DOCUMENT SEGMENT:
AWK sub function curious problem under bash

I need to detect the number of pages in a print job when it is available so I can warn users when they try to print a report much larger than they expected. Sometimes they are trying to print 1000 page reports when they thought they were getting a 10 page report.

Under linux I am scanning the print job before it goes to the printer and want the user to be able to cancel the print job if it is not what they expected.

This current function works, but is not exactly what I wanted:

 
function get-last-page() 
{ 
awk '/Page/{ f=$NF }; END{ print f }' $1 | awk '{ sub(/Page/,""); print }'; 
}

In my test case the page numbers can be found on the top of each page after the word "Page". -but- sometimes the page count abuts the "Page" label so the above function could return "Page2308" when there is no white space between the regex "Page" and the desired number. There is no problem when there is white space.

Simple answer, just sub out the /Page/ unconditionally and I always get the last page number of the report. -but- I originally tried it like this (using only one awk call) and I cannot for the life of me make it work properly:

 
function get-last-page() 
{
awk '/Page/{ f=$NF }; END{ print sub(/Page/,"",f); }' $1; 
}

The above function does not return the desired 2308 (or whatever). I cannot make out what is wrong. If I change it to the following I get what I expect, including the "Page2308":

 
function get-last-page() 
{
awk '/Page/{ f=$NF }; END{ print f }' $1; 
}

The above behaves as I expect, but has the error I am trying to fix with the second example. I don't understand why I can't do the substitution in the END{} clause but can do it after the pipe (as in the first example).

WRITTEN EXERCISE 1:
Quote the AWK question from "AWK sub function" up to and including "what they expected.".
WRITTEN EXERCISE 2:
Answer these questions from the AWK question:
(a) How long was the report users sometimes thought they were getting?
(b) In the test case, where are the page numbers found?
(c) What value could the first function return when no white space separates the label from the number?
WRITTEN EXERCISE 3:
The AWK question defines get-last-page more than once. Give the command line that forms the body of each definition, in the order shown.

RECORD EXTRACTS:
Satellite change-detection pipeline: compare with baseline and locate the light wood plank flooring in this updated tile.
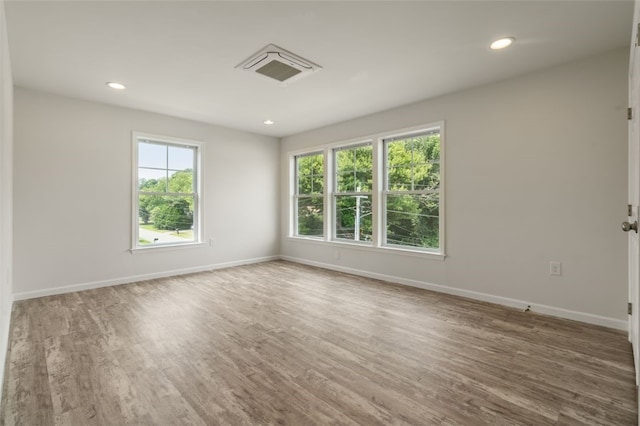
[0,261,637,425]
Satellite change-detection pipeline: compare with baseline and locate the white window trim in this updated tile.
[129,131,205,254]
[286,120,446,260]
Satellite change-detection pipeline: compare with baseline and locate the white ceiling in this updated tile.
[5,0,633,136]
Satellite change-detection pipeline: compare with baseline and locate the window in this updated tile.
[294,153,324,237]
[333,143,373,242]
[290,123,444,258]
[384,129,440,249]
[132,134,202,248]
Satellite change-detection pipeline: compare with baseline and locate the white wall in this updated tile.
[13,88,279,298]
[280,49,628,329]
[0,1,13,397]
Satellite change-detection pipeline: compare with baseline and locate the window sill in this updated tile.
[129,242,204,254]
[287,236,447,261]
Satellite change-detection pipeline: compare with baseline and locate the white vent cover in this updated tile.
[236,44,322,84]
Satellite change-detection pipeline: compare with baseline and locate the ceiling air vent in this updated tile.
[236,44,322,84]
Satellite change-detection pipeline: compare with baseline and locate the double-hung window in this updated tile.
[290,123,444,257]
[333,143,373,242]
[293,152,324,237]
[132,133,202,248]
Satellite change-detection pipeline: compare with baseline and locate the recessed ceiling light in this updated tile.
[106,81,127,90]
[490,37,516,50]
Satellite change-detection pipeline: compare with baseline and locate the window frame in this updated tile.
[287,120,446,260]
[130,132,204,253]
[290,150,327,240]
[381,125,444,253]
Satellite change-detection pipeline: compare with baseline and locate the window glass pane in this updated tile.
[334,144,373,192]
[138,142,167,169]
[169,146,194,170]
[169,169,194,194]
[296,154,324,195]
[385,194,440,248]
[414,163,440,191]
[296,197,324,237]
[298,176,312,195]
[335,195,373,241]
[138,195,195,246]
[138,168,167,192]
[386,133,440,191]
[387,165,413,191]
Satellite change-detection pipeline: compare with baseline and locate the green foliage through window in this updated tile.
[295,153,324,237]
[292,126,443,253]
[385,132,440,248]
[137,138,197,246]
[334,143,373,241]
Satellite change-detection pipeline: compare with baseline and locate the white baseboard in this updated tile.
[13,256,280,300]
[0,297,13,399]
[280,256,628,331]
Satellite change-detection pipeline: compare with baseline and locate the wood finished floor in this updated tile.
[0,261,637,425]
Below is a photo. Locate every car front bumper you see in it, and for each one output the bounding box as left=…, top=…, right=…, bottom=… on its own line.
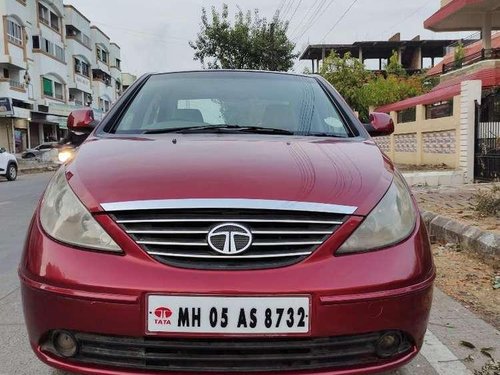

FULL SOLUTION 1:
AWK sub function curious problem under bash

I need to detect the number of pages in a print job when it is available so I can warn users when they try to print a report much larger than they expected. Sometimes they are trying to print 1000 page reports when they thought they were getting a 10 page report.

Under linux I am scanning the print job before it goes to the printer and want the user to be able to cancel the print job if it is not what they expected.

FULL SOLUTION 2:
(a) A 10 page report.
(b) On the top of each page, after the word "Page".
(c) "Page2308".

FULL SOLUTION 3:
awk '/Page/{ f=$NF }; END{ print f }' $1 | awk '{ sub(/Page/,""); print }';
awk '/Page/{ f=$NF }; END{ print sub(/Page/,"",f); }' $1;
awk '/Page/{ f=$NF }; END{ print f }' $1;